= SHORT PROBLEM =
Rewrite the lines from the one containing "handlebar in the picture above?" through the last line, keeping the requests, and shift every coordinate in the answers by adding 141 to each number. Leave out all other lines.

[DATA FOR THIS TASK start]

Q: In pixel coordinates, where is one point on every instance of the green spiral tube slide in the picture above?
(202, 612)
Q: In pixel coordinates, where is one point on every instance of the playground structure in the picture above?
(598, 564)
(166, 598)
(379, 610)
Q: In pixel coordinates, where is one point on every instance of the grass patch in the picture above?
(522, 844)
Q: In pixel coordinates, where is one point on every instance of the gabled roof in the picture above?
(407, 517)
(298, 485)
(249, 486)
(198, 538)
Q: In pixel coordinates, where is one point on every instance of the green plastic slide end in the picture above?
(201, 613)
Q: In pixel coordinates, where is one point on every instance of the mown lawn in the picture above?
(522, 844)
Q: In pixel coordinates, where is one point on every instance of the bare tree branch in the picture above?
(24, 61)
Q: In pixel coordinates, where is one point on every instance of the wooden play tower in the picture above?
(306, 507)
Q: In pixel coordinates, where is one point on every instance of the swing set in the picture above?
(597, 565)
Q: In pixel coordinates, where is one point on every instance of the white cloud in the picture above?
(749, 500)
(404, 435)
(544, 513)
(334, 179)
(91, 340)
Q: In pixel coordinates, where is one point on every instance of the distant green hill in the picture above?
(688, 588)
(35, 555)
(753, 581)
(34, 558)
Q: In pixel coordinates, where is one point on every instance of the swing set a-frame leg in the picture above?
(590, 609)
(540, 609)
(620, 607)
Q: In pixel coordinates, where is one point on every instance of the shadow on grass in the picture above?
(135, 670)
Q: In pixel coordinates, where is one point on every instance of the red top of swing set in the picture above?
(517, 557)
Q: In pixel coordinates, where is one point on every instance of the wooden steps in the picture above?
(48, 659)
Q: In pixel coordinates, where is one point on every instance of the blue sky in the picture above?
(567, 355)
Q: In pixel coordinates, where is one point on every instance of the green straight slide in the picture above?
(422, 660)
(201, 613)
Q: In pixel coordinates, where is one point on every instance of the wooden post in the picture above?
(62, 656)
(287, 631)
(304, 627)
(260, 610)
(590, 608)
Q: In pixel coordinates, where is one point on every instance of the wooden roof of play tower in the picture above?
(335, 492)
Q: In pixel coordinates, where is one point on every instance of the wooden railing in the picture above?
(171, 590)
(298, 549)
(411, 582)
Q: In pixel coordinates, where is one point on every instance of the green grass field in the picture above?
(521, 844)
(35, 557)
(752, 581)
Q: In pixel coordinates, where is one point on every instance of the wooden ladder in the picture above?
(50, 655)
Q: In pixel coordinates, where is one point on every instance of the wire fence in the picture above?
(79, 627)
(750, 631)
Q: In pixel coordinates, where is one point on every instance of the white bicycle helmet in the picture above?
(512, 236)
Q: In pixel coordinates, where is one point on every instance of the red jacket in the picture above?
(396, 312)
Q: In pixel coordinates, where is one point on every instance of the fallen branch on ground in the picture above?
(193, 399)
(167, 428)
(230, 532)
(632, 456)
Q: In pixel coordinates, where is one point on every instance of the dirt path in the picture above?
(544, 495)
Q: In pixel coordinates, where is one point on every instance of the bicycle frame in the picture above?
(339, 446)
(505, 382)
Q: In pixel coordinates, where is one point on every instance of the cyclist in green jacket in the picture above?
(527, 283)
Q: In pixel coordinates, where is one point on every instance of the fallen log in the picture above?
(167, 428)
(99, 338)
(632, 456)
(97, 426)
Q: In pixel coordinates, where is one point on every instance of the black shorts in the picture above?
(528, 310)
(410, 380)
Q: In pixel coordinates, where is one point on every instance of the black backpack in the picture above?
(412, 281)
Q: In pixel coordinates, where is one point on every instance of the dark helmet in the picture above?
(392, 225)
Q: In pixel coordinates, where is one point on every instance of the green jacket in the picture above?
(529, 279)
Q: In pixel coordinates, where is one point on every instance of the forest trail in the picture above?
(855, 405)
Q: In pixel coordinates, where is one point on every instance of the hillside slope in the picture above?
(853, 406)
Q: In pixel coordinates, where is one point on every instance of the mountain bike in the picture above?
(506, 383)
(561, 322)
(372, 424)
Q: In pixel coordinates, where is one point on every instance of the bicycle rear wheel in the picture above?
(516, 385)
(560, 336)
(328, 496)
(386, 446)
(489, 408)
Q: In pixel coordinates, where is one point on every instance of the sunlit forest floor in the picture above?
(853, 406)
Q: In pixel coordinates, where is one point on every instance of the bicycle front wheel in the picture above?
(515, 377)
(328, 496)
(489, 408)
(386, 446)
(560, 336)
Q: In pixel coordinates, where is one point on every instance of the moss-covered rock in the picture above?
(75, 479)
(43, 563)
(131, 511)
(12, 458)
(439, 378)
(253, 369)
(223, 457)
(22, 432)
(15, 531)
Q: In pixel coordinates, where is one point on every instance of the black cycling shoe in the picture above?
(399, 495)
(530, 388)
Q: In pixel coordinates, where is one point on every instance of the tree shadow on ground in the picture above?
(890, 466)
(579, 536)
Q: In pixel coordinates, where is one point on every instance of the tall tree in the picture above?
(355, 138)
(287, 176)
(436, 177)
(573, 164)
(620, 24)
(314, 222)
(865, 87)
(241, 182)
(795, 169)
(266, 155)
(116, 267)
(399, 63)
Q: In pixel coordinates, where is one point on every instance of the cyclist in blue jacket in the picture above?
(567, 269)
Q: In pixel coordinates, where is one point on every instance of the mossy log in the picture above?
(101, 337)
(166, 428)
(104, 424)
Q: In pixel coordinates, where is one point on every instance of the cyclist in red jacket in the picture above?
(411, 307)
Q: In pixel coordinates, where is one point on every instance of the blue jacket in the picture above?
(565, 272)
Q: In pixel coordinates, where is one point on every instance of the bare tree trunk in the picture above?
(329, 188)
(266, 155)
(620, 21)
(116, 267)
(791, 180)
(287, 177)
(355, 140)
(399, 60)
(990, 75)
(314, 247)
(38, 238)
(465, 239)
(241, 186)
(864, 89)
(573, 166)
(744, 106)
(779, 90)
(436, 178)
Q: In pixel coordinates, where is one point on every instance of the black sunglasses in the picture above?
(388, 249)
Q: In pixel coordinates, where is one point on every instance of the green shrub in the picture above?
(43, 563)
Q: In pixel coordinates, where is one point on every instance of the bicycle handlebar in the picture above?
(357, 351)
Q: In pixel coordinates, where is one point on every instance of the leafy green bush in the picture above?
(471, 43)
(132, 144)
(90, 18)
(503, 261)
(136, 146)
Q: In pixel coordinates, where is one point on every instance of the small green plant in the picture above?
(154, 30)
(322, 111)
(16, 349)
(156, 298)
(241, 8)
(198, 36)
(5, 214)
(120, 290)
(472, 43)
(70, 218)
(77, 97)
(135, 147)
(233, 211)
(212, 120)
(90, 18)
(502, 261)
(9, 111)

[DATA FOR THIS TASK end]

= RESULT OF THIS EXERCISE =
Q: In pixel coordinates, where is one point on every instance of the bicycle handlebar in the picture above?
(498, 492)
Q: In pixel coordinates, where is one point on every instance of the leafy green bush in the picture above?
(612, 184)
(273, 285)
(231, 159)
(644, 402)
(277, 287)
Q: In pixel coordinates, where is one point on every instance of the small green plant in the picture above?
(295, 171)
(463, 252)
(157, 490)
(297, 439)
(382, 149)
(339, 177)
(146, 355)
(261, 431)
(613, 184)
(211, 359)
(218, 238)
(276, 288)
(374, 352)
(353, 261)
(231, 159)
(643, 402)
(150, 252)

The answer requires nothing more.